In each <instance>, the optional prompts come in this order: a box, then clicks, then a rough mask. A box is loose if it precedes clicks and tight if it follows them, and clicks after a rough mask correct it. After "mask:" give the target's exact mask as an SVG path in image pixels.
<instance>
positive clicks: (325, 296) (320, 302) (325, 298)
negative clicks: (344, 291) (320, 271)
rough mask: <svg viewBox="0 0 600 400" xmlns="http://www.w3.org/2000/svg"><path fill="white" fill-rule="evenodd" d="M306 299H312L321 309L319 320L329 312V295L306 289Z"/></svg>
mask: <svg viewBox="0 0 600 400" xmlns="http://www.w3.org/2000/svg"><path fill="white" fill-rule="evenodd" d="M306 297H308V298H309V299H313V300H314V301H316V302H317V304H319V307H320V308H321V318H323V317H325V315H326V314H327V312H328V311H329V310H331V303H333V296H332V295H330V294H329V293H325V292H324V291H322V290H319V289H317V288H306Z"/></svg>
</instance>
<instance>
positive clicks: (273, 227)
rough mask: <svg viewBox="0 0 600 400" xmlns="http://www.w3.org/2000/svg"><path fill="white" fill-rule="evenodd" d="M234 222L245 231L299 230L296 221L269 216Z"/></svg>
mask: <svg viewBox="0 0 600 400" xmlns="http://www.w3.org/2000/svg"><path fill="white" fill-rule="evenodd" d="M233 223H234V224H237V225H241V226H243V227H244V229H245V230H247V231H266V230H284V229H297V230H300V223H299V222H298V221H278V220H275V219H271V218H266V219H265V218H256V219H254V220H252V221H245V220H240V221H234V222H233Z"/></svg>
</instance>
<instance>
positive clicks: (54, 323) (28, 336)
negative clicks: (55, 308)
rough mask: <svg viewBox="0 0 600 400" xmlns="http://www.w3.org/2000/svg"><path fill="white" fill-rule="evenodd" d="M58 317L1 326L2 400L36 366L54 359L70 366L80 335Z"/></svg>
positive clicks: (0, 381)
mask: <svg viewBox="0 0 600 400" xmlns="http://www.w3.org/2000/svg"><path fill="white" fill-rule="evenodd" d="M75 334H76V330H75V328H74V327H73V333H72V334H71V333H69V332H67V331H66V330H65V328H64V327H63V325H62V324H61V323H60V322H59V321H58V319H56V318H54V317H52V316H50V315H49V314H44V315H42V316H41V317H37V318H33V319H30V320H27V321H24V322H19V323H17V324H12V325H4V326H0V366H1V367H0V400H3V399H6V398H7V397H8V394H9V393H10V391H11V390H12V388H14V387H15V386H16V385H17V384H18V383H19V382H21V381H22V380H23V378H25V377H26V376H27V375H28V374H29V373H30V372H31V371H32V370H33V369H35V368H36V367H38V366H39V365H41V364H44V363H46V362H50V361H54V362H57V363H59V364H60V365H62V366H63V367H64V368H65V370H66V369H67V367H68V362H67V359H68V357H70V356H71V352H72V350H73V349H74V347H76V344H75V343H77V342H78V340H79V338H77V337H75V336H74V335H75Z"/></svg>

===

Your assignment
Copy everything from the start of the material down through the line containing "negative clicks: (344, 291) (320, 271)", swapping "loose" for "generous" and leaving the rest unchanged.

Your response
In each <instance>, the optional prompts come in this order: a box, then clicks, then a rough mask. A box is generous if it precedes clicks and tight if it follows them, and clicks after a rough mask correct it. After "mask:" give the target's exact mask as an SVG path in image pixels.
<instance>
positive clicks: (325, 296) (320, 302) (325, 298)
negative clicks: (344, 291) (320, 271)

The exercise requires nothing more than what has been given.